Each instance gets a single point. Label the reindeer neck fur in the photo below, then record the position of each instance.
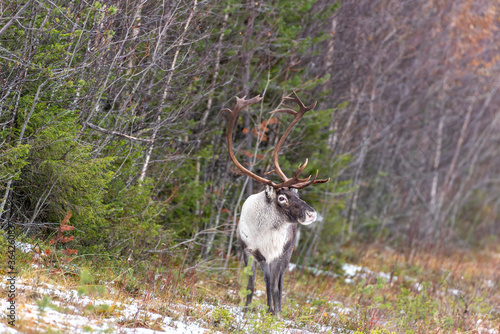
(263, 229)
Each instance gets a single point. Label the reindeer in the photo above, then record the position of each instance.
(268, 223)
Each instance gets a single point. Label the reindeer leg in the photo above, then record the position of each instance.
(267, 278)
(251, 281)
(275, 267)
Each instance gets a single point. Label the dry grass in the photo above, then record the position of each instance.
(429, 292)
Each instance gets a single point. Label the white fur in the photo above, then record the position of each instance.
(262, 229)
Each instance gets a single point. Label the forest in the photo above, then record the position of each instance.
(114, 160)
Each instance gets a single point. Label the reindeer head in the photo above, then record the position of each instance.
(284, 194)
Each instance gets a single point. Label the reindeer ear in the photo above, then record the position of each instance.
(270, 192)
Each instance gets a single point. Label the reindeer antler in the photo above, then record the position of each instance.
(295, 181)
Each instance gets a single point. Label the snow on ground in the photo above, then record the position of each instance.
(62, 315)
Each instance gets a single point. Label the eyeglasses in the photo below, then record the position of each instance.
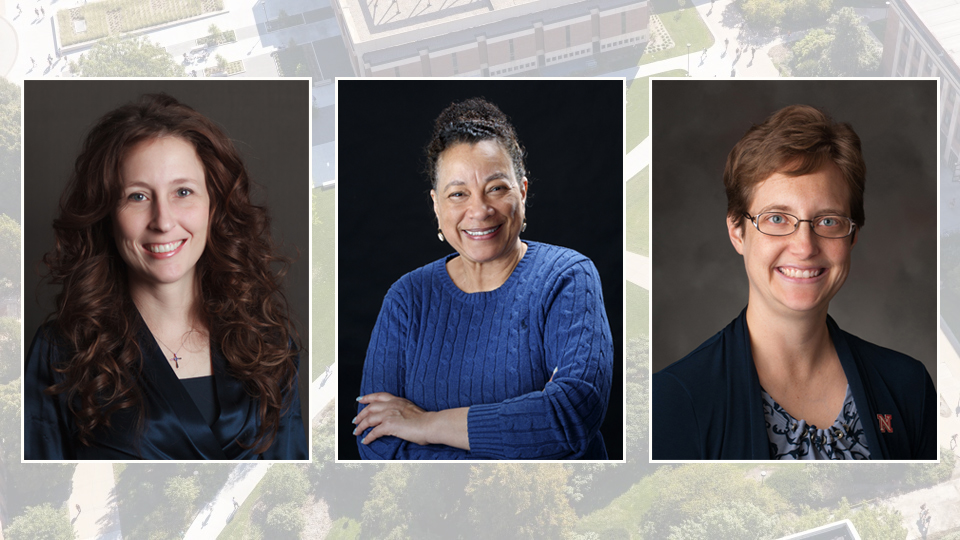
(780, 224)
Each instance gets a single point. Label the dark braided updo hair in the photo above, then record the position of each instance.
(471, 121)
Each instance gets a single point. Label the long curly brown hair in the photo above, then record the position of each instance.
(240, 299)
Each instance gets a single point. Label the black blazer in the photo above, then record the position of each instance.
(173, 426)
(707, 406)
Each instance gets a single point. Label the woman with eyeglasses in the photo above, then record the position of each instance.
(783, 381)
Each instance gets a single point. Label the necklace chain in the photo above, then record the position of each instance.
(176, 359)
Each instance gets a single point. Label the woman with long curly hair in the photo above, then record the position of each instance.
(171, 337)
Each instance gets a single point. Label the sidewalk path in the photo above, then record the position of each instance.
(216, 514)
(322, 391)
(637, 269)
(637, 159)
(93, 490)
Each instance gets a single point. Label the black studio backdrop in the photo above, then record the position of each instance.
(573, 134)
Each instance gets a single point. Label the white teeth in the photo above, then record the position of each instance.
(793, 272)
(164, 248)
(481, 233)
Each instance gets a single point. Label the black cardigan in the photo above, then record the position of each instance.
(707, 406)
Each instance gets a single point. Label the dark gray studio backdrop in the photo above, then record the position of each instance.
(573, 133)
(699, 283)
(267, 120)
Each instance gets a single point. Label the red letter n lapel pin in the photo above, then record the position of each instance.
(886, 423)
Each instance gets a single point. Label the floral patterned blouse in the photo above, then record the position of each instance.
(796, 439)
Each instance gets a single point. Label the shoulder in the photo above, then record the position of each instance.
(891, 364)
(546, 262)
(697, 372)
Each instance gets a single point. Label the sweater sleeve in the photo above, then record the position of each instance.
(383, 372)
(562, 420)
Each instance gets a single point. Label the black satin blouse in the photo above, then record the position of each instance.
(173, 426)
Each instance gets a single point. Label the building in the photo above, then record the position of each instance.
(922, 39)
(437, 38)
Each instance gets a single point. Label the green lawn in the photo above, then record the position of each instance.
(324, 266)
(624, 514)
(638, 311)
(638, 213)
(344, 529)
(638, 101)
(684, 27)
(127, 16)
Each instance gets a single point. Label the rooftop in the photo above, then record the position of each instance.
(370, 20)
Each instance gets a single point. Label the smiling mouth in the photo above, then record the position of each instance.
(163, 248)
(483, 232)
(797, 273)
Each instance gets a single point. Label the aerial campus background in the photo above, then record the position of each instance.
(325, 39)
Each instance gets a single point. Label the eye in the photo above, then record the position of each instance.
(829, 221)
(775, 219)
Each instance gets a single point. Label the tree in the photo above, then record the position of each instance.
(41, 522)
(285, 521)
(9, 153)
(810, 54)
(529, 501)
(689, 493)
(10, 349)
(843, 49)
(285, 483)
(10, 249)
(384, 514)
(181, 492)
(134, 57)
(734, 519)
(853, 52)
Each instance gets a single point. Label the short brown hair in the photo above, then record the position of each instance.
(796, 140)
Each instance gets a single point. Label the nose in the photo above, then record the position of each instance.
(480, 208)
(163, 219)
(803, 242)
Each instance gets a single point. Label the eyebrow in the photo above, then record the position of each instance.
(821, 212)
(175, 181)
(495, 176)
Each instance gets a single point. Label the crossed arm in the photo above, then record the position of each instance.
(557, 419)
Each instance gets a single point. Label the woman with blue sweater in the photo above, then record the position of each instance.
(501, 350)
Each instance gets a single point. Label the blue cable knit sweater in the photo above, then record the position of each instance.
(494, 352)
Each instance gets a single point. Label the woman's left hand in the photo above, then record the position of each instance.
(388, 414)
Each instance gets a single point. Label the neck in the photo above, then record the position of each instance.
(481, 277)
(165, 306)
(796, 347)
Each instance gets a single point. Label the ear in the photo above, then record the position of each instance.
(736, 234)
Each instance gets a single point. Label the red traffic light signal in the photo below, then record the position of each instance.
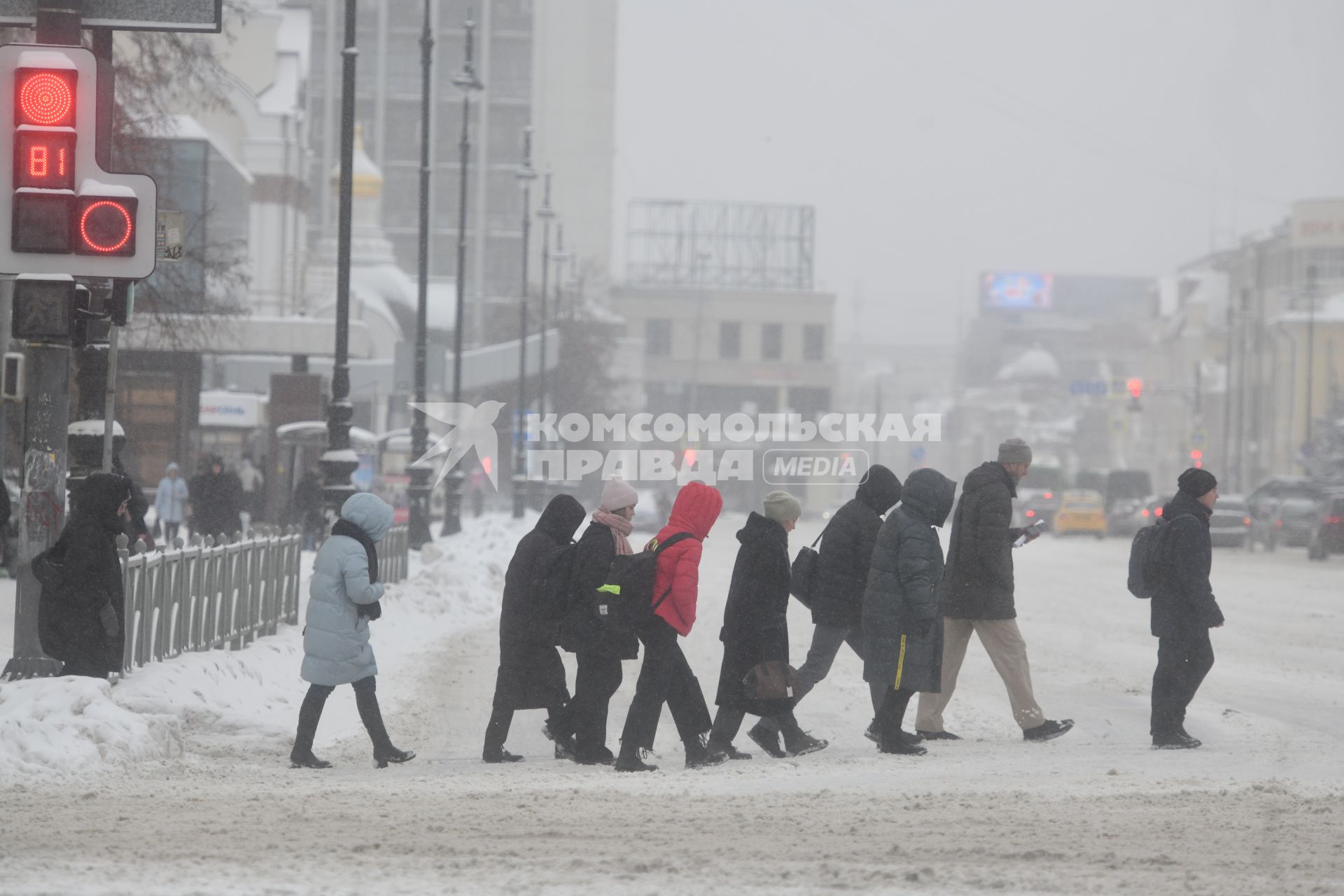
(46, 97)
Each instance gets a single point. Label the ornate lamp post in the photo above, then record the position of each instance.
(467, 81)
(526, 175)
(339, 463)
(420, 533)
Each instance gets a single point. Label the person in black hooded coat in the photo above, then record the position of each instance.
(756, 617)
(81, 613)
(531, 675)
(902, 622)
(841, 577)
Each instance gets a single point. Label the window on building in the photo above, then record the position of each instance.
(730, 339)
(657, 337)
(813, 342)
(772, 342)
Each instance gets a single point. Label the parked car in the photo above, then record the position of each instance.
(1300, 519)
(1230, 524)
(1081, 514)
(1329, 535)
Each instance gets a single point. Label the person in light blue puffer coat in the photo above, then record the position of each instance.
(343, 598)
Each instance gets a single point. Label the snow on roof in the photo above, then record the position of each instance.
(183, 127)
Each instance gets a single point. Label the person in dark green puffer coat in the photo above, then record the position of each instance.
(902, 621)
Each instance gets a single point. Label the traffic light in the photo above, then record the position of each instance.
(66, 214)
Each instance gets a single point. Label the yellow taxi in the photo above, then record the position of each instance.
(1081, 512)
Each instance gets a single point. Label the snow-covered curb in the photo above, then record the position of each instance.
(244, 704)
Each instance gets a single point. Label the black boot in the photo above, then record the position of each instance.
(702, 754)
(631, 761)
(384, 750)
(309, 713)
(796, 741)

▸ **Given task**:
Reproduce in full every line from the one containing "Each instance gets a single point. Label the snow on roof" through the final line above, adding 86 to each coordinate value in the answers.

▸ **Full answer**:
Each instance gets a single point. Label the snow on roof in the photo above, then record the position of each instance.
(269, 213)
Each instance gets a single point. Label the person in dark green puffer coat in the photo above, then record the position of each instance.
(988, 707)
Each instance gets a single point. Label the traffic light in the photo above, then record the position of each instance.
(152, 300)
Each instance gets a single point. Label the yellow taxi in the photo above, then record the position of each instance.
(1167, 598)
Each instance gets a single point. Label the snow-covered curb in the photo above, then record the position of each instance.
(330, 790)
Each instance gets a single point. Label the black boot in the photo above, then record the position of each instance.
(788, 840)
(717, 847)
(470, 836)
(395, 799)
(882, 827)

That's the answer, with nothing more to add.